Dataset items
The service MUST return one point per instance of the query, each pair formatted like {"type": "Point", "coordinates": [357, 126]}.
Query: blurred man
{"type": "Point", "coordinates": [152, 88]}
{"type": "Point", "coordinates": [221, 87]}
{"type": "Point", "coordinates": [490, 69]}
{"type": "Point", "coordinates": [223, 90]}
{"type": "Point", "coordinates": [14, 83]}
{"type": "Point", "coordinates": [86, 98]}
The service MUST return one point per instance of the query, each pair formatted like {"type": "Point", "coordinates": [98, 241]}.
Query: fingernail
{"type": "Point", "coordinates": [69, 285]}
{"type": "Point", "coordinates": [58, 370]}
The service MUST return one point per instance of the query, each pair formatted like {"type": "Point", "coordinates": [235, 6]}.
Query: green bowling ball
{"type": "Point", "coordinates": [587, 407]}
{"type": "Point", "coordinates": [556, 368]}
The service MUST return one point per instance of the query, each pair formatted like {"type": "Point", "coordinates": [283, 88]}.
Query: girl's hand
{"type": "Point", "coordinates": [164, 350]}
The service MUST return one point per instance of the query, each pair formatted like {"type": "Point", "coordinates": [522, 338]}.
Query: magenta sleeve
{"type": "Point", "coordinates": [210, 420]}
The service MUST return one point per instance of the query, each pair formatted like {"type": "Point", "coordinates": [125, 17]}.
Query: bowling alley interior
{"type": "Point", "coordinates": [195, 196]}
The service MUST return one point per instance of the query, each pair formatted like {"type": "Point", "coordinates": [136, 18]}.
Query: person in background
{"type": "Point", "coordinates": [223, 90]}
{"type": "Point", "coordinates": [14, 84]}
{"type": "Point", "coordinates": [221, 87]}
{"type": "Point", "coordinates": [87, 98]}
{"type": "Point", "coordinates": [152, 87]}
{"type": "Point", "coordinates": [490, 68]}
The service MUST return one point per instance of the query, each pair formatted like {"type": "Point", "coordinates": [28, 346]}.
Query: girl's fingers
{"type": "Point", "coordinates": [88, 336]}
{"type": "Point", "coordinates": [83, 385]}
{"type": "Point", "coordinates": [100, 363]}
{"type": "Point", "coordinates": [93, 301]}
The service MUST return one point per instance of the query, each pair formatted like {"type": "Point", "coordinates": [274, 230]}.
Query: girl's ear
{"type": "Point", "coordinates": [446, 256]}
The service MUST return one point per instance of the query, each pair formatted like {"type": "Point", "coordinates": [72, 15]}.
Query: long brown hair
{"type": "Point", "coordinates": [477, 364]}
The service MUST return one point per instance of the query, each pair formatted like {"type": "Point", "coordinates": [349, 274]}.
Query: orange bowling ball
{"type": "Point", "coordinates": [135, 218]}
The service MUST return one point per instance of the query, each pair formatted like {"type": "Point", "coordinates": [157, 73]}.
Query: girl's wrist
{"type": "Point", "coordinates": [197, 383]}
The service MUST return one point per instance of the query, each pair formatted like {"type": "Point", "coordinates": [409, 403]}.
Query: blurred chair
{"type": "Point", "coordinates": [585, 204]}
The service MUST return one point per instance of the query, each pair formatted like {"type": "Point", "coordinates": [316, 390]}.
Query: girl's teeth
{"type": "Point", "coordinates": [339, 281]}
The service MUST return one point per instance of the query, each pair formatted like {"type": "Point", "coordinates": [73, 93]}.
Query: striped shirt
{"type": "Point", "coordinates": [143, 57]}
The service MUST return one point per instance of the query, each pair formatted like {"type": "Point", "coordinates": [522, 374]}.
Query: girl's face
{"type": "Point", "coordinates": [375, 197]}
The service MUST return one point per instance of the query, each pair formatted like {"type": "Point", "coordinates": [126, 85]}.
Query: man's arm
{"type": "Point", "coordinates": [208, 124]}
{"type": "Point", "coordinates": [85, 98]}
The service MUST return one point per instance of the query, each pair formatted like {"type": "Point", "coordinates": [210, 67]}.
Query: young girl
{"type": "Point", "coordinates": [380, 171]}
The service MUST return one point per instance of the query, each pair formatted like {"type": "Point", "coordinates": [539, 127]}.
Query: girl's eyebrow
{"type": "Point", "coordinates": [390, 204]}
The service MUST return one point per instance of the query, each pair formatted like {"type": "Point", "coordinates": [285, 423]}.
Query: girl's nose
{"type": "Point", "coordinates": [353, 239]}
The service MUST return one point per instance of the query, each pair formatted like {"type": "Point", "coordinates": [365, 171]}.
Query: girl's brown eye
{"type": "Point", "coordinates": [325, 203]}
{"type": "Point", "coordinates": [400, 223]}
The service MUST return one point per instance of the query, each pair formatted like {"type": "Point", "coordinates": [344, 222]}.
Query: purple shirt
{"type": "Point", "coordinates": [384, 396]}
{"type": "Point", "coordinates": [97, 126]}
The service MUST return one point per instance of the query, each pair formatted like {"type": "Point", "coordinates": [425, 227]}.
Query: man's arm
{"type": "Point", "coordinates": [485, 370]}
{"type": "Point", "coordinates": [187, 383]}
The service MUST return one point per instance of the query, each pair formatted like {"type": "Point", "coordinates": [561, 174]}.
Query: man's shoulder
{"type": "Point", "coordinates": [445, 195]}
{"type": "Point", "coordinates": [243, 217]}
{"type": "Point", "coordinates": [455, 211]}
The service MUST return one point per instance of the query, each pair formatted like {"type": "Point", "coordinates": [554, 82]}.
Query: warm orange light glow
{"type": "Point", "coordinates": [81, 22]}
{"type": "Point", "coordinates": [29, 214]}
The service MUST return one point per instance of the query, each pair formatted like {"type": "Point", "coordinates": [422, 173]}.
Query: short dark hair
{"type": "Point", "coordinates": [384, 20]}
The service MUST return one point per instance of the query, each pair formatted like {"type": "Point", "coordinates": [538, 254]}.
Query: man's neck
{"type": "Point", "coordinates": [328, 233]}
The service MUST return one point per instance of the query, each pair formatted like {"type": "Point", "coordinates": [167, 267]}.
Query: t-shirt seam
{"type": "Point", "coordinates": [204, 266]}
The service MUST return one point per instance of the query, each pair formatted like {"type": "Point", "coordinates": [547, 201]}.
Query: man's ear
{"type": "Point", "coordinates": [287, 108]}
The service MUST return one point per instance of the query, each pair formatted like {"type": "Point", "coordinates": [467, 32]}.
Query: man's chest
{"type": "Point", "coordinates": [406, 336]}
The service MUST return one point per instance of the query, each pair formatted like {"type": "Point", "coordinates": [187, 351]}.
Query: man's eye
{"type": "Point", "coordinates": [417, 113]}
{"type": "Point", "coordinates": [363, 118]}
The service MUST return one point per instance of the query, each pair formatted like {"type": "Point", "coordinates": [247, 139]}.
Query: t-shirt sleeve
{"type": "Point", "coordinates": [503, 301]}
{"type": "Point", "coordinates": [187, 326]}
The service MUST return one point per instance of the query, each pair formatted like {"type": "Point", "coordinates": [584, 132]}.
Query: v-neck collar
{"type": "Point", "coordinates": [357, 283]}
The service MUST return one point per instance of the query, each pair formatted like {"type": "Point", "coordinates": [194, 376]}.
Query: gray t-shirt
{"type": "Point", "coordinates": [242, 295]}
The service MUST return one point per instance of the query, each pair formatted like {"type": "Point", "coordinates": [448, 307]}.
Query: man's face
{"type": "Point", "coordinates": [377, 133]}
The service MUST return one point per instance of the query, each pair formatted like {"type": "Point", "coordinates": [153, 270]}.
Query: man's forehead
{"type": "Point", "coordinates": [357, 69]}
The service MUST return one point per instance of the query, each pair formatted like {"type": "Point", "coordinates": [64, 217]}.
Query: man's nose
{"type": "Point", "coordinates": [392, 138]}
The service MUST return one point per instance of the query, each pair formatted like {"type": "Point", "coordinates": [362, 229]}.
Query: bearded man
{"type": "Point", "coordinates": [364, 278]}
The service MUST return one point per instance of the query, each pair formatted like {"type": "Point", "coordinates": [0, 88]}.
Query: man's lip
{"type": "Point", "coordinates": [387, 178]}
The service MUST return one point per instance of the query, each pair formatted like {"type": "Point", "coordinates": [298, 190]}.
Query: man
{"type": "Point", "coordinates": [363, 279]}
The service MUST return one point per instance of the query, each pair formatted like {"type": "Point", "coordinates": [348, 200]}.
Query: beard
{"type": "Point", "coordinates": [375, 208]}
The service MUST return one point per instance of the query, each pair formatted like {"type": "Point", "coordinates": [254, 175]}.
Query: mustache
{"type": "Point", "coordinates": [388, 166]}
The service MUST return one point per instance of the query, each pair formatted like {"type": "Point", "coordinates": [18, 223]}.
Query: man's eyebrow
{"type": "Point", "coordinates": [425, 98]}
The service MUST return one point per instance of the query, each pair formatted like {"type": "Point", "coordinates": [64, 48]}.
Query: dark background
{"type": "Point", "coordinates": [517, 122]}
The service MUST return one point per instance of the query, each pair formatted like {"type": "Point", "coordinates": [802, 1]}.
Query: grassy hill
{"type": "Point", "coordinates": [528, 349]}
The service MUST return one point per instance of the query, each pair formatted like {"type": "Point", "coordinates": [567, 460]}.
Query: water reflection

• **What is needed**
Identify every line in the dataset items above that contains the word "orange" and copy each such line in full. The match is case-sensitive.

• **Result of this task**
Query: orange bowling ball
Query: warm orange light glow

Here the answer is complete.